**** SUPPLIED TEXT
On Fri, Jan 17, 2025 at 1:39 AM Richard Purdie via lists.openembedded.org
<[email protected]> wrote:

> On Fri, 2025-01-17 at 03:44 +0000, hongxu via lists.openembedded.org
> wrote:
> > The background is we used extended buildtools SDK to provide gcc and
> other
> > build tools on host for a Yocto build, but recipes that uses gcc-multilib
> > and glibc-multilib on host will fail with extended buildtools. For
> example,
> > lib32-luajit fails with extended buildtools.
> >
> >
> > With a simple search, we have enabled multilib for target gcc [1][2]
> >
> >
> > $ cat << ENDOF > main.c
> > #include <stdio.h>
> > int main() {
> >   printf("Hello world");
> >   return 0;
> > }
> > ENDOF
> >
> >
> > $ gcc main.c -o main-64
> > $ gcc -m32 main.c -o main-32
>
> So to rephrase this, the issue is that buildtools-extended-tarball
> doesn't contain 32 bit libgcc/glibc on 64 bit platforms and therefore
> can't build 32 bit binaries.
>
> I guess the question is then, how often are people running into
> situations where they need to do this?


I find it hard to get excited about supporting 32-bit in any current
platform. Yes, platforms like Beaglebone Black are 32-bit and still have
some life in them. But the only reason I enabled qemuarm in my WIP
meta-java continuous integration is legacy support. Old software needs to
migrate or be rewritten. We cannot forever stand still and continue to be
vulnerable to attacks that are hardly tested. A model where software is
written once and patched on life support for eternity is a fool’s errand.
********
**** RAW RECORDS
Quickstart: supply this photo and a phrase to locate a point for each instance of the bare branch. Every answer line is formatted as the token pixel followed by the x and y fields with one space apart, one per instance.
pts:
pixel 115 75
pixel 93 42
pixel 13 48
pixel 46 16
********
[SET TASK A]
Answer these about the buildtools email thread, one per line:
(i) Which recipe is given as an example of one that fails with extended buildtools?
(ii) Which gcc option produces the 32-bit binary in the sample commands?
(iii) Which 32-bit platform is described as still having some life in it?
[SET TASK B]
Print a passage of the buildtools email thread verbatim, beginning at the words "On Fri, Jan" and stopping after "fails with extended buildtools.".
[SET TASK C]
Proceed with the buildtools email thread from the point where it stops.
The lines play no part in this work.

[FINAL ANSWER A]
(i) lib32-luajit
(ii) -m32
(iii) Beaglebone Black

[FINAL ANSWER B]
On Fri, Jan 17, 2025 at 1:39 AM Richard Purdie via lists.openembedded.org
<[email protected]> wrote:

> On Fri, 2025-01-17 at 03:44 +0000, hongxu via lists.openembedded.org
> wrote:
> > The background is we used extended buildtools SDK to provide gcc and
> other
> > build tools on host for a Yocto build, but recipes that uses gcc-multilib
> > and glibc-multilib on host will fail with extended buildtools. For
> example,
> > lib32-luajit fails with extended buildtools.

[FINAL ANSWER C]
>
>
> > I am not sure it is worth to improve multilib bbclass to support
> nativesdk
> > extension, great efforts are needed and will make multilib bbclass more
> > complicated
>
> It would add a lot of complexity and the changes I'm proposing to the
> toolchain to make clang recipe selectable will probably conflict with
> it too. I'm not yet seeing a compelling case to add that complexity. We
> definitely could do it but I'm not convinced we should


I would MUCH rather have a sane switch to enable clang at the cost of
abandoning 32-bit support. I have no customers requiring 32-bit support for
new products, only legacy. One customer does ship a BBB product, but that
is being phased out in favor of a beer, more capable 64-bit arm platform.
Any other 32-bit needs are purely proprietary third-party closed source
licensed software that increasingly looks like a waste of money. The modest
to poor support is not worth that cost. And who pays the exorbitant legal
fees for the lawsuits?

Let’s leave 32-bit to Zephyr and move on.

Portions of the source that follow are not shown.